*** Source data Section Begins ***

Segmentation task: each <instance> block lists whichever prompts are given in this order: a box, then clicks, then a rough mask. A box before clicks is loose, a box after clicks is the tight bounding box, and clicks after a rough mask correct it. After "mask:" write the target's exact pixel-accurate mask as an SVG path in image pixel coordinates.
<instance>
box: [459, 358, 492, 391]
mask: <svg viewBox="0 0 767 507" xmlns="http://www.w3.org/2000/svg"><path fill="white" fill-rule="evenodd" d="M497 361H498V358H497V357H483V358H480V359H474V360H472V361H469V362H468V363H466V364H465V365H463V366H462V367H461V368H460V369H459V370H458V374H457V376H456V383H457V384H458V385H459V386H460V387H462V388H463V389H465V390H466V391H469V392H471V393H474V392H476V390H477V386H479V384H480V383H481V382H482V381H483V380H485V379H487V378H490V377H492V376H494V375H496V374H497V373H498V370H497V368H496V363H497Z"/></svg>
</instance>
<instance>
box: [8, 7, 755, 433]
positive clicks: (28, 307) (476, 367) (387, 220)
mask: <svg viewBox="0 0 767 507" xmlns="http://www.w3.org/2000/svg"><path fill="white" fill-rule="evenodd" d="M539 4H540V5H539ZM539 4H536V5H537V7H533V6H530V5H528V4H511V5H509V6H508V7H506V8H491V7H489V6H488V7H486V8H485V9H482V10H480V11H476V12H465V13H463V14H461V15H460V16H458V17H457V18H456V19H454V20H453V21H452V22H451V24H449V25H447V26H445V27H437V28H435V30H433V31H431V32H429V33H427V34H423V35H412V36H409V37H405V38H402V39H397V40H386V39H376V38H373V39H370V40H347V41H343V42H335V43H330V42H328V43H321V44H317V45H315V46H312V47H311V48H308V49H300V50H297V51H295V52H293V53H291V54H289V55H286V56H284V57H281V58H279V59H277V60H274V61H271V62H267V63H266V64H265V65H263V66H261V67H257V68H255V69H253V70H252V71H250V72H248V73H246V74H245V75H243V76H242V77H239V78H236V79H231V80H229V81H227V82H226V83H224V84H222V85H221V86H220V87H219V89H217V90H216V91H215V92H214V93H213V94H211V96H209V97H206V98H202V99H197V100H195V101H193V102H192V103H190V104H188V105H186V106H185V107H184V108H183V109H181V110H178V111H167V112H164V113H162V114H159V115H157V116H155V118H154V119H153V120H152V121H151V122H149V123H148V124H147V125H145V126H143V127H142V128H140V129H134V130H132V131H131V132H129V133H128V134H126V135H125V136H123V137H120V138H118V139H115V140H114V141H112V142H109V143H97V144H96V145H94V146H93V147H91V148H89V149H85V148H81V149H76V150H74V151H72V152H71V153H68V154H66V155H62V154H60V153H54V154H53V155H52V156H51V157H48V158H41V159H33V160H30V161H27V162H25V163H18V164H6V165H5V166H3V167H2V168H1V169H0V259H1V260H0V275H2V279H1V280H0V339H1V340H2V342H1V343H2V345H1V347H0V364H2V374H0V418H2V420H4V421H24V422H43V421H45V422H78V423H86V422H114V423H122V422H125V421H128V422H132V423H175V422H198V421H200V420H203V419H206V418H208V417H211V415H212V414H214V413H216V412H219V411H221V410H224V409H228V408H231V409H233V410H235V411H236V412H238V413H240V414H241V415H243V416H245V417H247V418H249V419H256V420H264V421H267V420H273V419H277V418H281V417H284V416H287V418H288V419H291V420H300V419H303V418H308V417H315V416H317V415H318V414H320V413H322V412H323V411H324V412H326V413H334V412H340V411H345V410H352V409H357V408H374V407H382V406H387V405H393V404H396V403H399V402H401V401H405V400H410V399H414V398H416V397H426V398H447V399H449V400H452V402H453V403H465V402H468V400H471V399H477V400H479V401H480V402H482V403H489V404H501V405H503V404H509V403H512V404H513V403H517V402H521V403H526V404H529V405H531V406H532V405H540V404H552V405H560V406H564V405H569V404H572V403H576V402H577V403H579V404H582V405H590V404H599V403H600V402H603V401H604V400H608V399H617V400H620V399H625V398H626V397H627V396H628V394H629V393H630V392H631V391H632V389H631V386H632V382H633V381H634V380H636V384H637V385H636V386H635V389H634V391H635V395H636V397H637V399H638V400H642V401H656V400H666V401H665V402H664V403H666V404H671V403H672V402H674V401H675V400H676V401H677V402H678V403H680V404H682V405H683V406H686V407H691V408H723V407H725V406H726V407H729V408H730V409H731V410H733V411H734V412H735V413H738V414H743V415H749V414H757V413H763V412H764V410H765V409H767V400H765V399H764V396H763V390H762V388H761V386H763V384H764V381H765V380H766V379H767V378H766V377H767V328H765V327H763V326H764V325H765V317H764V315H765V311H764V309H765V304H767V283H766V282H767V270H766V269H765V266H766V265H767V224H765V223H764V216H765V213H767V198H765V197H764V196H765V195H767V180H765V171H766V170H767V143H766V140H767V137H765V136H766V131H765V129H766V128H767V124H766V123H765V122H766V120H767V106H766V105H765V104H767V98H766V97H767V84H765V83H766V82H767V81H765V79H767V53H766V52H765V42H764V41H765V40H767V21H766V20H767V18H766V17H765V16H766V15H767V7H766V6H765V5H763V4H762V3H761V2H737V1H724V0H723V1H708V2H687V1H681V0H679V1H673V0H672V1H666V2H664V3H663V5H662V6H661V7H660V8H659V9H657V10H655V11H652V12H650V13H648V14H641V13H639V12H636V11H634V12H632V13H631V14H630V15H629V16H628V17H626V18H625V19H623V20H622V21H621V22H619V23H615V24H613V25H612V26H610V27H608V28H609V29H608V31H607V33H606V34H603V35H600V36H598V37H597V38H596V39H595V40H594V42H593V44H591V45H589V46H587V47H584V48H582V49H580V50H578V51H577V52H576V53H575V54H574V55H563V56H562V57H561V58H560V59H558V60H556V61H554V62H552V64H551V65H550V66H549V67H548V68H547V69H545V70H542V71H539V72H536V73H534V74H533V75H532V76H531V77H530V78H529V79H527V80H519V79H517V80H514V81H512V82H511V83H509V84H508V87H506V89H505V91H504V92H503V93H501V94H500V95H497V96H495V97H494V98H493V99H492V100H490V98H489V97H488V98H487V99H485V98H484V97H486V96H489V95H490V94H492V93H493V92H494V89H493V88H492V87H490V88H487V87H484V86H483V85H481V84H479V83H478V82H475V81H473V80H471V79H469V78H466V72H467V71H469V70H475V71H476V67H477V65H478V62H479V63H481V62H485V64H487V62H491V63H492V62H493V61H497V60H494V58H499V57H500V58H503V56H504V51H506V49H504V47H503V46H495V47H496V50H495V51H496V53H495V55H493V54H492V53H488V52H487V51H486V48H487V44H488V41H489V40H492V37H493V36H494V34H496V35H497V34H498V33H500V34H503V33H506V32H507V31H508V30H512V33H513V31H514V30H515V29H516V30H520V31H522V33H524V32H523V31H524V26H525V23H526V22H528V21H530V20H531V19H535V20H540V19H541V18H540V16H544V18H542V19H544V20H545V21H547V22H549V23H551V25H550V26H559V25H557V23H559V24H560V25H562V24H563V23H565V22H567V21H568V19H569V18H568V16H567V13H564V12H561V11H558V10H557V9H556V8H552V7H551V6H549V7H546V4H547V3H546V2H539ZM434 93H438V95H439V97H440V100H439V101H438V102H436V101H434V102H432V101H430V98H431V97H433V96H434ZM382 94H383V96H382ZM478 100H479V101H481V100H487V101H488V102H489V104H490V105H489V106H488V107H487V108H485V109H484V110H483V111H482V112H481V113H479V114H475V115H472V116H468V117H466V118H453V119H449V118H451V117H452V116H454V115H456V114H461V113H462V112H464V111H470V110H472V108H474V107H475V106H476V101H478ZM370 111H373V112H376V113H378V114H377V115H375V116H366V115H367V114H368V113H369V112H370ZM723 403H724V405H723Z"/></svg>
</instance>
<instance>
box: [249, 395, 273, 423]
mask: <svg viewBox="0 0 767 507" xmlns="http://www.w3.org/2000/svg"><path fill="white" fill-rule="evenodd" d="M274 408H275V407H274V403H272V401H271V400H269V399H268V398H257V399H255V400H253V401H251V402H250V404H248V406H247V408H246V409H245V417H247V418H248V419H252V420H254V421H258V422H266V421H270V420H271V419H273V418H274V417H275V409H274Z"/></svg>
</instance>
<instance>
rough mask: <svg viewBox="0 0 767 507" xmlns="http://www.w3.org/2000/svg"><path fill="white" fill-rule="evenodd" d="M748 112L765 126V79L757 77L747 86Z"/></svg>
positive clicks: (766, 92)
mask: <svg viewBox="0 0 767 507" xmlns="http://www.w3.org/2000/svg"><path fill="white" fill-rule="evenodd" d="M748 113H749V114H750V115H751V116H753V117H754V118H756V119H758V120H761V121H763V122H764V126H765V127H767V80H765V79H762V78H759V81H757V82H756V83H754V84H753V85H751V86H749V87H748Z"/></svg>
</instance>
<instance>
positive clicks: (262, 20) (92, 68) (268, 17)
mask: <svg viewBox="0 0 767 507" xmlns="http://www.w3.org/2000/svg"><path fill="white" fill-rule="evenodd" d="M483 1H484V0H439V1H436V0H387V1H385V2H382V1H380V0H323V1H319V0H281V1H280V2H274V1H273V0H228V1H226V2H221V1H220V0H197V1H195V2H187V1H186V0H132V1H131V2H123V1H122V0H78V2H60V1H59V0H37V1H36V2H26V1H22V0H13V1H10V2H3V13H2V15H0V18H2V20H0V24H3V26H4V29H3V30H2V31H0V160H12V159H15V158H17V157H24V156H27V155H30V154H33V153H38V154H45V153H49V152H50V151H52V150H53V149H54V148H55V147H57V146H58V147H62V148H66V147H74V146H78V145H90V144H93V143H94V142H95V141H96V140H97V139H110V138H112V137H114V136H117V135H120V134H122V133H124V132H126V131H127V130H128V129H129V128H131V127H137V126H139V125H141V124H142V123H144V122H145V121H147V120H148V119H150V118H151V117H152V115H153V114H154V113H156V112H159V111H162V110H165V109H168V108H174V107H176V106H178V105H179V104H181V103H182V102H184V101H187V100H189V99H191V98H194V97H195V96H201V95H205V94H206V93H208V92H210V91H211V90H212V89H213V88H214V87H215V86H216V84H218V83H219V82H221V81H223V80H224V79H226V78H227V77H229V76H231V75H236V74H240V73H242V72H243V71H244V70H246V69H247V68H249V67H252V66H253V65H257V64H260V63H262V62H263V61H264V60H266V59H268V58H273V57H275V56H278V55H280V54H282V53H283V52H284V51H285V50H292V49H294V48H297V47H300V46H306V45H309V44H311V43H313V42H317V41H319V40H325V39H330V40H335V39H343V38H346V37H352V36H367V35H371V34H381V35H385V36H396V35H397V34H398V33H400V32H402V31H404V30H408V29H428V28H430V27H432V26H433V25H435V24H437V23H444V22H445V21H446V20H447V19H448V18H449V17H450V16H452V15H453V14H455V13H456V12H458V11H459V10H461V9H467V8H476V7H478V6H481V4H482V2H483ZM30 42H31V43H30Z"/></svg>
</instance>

*** Source data Section Ends ***

- [Task] State the number of lines above that contain "rough". Write nothing besides it.

- [Output of the exercise] 2